#### Task to carry out
The entries below contain a line with "Target: snow surface" and a line with "of the wooden". Quote exactly those two lines and all lines between them.

::::::::

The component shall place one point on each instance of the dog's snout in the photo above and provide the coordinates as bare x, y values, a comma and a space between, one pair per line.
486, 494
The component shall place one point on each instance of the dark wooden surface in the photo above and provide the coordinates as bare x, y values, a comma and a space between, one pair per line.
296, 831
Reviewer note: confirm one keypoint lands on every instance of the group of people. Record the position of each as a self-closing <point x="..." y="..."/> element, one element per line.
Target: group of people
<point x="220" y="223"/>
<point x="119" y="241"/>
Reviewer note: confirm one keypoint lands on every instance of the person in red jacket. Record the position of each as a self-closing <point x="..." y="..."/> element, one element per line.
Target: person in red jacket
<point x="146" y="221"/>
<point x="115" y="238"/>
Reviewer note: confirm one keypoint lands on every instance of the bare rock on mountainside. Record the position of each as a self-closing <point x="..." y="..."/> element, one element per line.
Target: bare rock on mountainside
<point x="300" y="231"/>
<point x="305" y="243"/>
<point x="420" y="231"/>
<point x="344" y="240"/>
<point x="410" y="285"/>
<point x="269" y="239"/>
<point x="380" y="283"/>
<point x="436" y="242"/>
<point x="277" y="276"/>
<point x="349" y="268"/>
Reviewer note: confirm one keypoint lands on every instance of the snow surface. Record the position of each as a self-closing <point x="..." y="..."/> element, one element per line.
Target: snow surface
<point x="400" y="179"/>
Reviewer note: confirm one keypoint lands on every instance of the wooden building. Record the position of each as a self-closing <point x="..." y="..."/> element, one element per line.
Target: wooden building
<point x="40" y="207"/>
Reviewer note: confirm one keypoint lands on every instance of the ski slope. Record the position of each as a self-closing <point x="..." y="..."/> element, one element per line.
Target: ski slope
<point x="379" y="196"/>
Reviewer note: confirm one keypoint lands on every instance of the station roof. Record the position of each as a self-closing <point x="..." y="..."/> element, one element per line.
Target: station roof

::::::::

#### Result for this task
Target: snow surface
<point x="400" y="179"/>
Reviewer note: confirm one keypoint lands on every instance of the wooden building. Record the position of each as a self-closing <point x="..." y="..."/> element, one element per line.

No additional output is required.